● **Instructions to follow**
Can you copy, word for word, the passage of the essay on teaching and learning starting with "Email me at" and going on through "Learning (Part 2)"?

Teaching does not equal learning. The tragedy is that we know this, yet send our kids to school anyway.

Email me at andy@freethinking.me. View previous articles at www.freethinking.me.

Originally published in Sunstar Davao.

How Teaching Hampers Learning (Part 2)

Some people are alarmed over today’s kids not being literate enough. They complain that kids spend too much time on gadgets and video games and Youtube, and not enough time reading books. The solution, they think, is to require more reading in the school curriculum, to add more material, to force them to “love” reading, even to like reading a certain sort of literature (e.g. the classics) over others.

I used to think in the same terms, that kids ought to be guided and gently coerced into appreciating reading and literature.

However, my own experience with my kids has taught me to see with different lenses. Even though we brought them up in almost the same way, exposing them to books and stories while they were young, they had varied reactions towards books.

My girls like to read and they ask me to buy this or that book every now and then. My boy hardly touches a book and for a time would not even look at comic books, preferring instead the aforementioned Youtube and video games. His grandfather often bought him Spider-Man comics over the years while he was growing up but he hardly touched them except to look at the pictures. I am an avid comics reader myself but even I could not get him to read the books.

● **Exercise data**
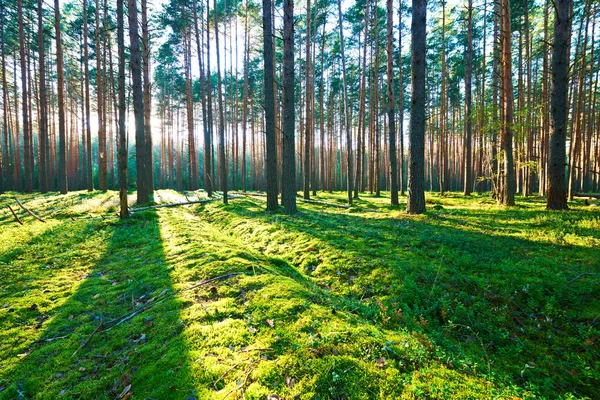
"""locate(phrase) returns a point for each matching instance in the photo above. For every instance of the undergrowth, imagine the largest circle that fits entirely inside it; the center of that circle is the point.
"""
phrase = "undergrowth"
(469, 300)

● **Output for this task**
Email me at andy@freethinking.me. View previous articles at www.freethinking.me.

Originally published in Sunstar Davao.

How Teaching Hampers Learning (Part 2)